* _Exercise directions_
Copy out, word for word, the part of the records below that opens with the line containing "Mark the stadium" and runs through the end of the records.
--- Start Input records ---
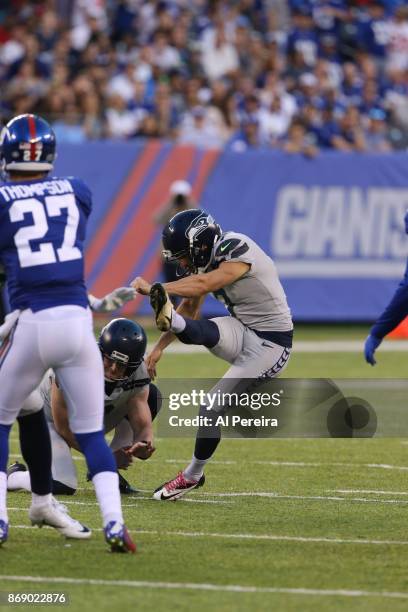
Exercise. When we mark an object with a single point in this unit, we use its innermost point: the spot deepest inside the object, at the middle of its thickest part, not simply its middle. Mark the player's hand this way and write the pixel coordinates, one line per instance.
(123, 458)
(141, 450)
(114, 300)
(141, 285)
(370, 346)
(406, 221)
(151, 360)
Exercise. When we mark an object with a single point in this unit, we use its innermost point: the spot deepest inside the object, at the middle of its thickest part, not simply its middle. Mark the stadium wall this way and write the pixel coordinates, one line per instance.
(333, 224)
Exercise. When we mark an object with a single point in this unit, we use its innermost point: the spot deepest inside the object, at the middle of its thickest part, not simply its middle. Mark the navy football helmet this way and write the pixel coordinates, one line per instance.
--- End Input records ---
* _Written answer_
Exercise. When we mark an object with a single point in this unit, we use its innermost point: the spot deepest inside the object, at the middle of its thickest part, not simply its middle. Mark the stadium wall this way and write the pixel coordinates, one line per instance.
(333, 224)
Exercise. When we mark an object with a single point in this unit, we use its innermost point: the spot deepest inside the object, at the middle of its thickest part, not simply its middle. Mark the navy football helmet this way and write the pixel coordinates, one line per instance.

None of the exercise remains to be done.